---------- RECORDED DATA ----------

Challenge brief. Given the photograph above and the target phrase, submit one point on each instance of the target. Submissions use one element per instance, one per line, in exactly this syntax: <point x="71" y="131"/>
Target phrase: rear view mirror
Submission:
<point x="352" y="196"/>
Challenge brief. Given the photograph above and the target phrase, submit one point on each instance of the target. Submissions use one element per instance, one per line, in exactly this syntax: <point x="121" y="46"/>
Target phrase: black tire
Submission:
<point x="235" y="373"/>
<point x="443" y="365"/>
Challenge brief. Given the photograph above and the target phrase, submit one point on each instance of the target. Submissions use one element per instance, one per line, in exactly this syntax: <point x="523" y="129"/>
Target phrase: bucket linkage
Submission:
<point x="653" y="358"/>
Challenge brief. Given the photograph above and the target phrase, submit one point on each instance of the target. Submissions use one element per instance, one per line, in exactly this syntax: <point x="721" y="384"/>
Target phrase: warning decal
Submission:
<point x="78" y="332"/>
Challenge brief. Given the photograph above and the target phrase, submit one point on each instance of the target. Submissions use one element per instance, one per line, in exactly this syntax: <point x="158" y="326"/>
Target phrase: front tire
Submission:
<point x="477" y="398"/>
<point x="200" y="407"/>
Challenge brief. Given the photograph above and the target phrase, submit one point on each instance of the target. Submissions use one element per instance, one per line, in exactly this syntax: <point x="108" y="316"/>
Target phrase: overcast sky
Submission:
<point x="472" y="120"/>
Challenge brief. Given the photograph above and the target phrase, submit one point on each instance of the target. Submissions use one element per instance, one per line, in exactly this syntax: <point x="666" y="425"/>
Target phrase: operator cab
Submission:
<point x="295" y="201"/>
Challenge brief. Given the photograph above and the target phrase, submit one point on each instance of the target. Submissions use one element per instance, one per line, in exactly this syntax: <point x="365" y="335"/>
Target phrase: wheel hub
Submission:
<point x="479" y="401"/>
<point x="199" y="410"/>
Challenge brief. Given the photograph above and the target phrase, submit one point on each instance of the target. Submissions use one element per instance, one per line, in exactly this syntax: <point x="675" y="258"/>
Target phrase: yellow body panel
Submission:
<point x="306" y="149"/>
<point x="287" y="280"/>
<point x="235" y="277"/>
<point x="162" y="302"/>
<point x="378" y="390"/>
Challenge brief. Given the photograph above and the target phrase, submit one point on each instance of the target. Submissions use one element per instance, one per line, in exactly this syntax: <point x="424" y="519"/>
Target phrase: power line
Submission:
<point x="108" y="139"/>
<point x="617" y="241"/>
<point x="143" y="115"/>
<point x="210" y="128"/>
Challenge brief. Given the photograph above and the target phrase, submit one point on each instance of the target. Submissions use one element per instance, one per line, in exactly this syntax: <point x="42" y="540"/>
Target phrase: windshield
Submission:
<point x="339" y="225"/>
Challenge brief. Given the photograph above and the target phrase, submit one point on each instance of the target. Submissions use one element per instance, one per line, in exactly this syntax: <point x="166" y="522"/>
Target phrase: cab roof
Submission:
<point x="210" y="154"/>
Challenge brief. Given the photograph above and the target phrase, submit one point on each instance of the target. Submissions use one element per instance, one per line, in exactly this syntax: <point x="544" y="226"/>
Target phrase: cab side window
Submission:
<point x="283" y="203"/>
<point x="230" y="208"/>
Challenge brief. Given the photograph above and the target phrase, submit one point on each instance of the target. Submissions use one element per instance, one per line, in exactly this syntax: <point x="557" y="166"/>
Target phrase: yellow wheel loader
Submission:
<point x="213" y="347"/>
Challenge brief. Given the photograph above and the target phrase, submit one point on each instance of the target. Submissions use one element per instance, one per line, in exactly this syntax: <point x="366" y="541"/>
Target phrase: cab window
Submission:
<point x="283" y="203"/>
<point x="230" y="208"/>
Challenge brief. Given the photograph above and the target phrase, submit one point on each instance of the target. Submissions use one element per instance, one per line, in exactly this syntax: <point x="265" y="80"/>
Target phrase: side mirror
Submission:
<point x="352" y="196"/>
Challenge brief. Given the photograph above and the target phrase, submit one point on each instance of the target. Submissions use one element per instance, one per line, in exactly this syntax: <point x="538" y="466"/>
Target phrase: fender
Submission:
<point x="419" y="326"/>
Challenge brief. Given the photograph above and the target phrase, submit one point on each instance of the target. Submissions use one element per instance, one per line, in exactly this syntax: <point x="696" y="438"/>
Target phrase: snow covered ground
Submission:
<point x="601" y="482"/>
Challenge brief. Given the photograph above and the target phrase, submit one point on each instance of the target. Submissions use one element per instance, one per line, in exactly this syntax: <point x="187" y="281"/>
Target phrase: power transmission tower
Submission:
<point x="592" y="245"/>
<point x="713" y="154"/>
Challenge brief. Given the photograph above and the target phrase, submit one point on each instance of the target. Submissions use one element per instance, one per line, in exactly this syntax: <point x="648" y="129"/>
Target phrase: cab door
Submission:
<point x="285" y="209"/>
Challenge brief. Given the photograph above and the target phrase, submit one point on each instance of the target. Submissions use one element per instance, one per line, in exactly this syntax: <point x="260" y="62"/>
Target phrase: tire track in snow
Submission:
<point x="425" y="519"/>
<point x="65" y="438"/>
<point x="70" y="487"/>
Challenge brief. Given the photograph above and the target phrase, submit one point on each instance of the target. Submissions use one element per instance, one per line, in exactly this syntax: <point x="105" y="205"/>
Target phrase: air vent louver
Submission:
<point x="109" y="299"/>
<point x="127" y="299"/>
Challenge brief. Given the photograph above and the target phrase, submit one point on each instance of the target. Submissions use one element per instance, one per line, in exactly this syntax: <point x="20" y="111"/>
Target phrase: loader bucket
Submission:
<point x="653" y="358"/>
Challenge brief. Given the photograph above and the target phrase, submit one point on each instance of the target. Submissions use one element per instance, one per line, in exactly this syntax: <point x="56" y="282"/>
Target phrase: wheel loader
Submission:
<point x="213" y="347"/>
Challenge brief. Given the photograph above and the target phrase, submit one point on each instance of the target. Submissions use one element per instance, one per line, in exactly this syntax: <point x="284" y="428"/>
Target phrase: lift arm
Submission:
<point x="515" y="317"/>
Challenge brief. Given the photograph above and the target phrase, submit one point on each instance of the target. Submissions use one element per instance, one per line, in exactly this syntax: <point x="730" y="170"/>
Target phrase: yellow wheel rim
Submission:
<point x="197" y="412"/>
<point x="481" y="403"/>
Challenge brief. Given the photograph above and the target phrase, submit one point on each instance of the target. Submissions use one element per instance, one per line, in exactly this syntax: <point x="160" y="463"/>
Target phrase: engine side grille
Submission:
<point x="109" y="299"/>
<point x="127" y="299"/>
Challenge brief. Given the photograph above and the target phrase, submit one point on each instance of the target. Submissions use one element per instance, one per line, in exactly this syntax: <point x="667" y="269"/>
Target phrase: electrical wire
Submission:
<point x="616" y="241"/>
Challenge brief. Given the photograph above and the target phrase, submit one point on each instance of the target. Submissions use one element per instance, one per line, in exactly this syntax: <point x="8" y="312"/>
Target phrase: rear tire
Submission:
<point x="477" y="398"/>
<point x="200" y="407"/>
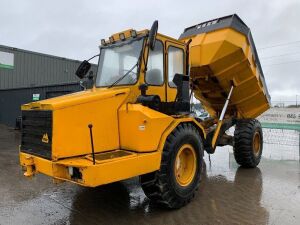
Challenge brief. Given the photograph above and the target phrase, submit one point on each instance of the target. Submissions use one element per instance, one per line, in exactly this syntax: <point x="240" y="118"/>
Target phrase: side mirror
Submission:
<point x="152" y="34"/>
<point x="83" y="69"/>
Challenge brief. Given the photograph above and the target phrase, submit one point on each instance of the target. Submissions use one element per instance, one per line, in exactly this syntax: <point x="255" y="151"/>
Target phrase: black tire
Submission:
<point x="162" y="186"/>
<point x="247" y="152"/>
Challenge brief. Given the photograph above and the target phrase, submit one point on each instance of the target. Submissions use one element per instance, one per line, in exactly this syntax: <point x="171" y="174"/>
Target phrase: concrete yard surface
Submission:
<point x="228" y="194"/>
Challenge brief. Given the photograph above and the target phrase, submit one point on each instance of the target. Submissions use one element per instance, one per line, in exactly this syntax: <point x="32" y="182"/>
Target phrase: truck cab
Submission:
<point x="136" y="119"/>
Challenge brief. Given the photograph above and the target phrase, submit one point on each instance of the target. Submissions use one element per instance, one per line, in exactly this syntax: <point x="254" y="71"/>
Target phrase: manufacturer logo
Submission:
<point x="45" y="138"/>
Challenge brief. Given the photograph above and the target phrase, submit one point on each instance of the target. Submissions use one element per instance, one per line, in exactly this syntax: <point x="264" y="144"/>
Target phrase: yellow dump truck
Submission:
<point x="136" y="118"/>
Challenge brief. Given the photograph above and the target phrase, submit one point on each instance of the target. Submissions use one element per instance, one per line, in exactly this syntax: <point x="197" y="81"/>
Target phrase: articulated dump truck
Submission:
<point x="135" y="118"/>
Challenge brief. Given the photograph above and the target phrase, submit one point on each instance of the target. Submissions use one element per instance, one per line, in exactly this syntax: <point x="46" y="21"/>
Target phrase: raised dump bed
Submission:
<point x="222" y="53"/>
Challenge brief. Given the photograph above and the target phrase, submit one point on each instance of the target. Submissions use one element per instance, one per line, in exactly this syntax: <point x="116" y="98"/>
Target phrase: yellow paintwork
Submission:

----------

WHAT THE TASK ASKS: Copy task for the entries above: every line with the string "window".

WRITTEN RESPONSE:
Target phrase: cab side window
Target phrase: cab window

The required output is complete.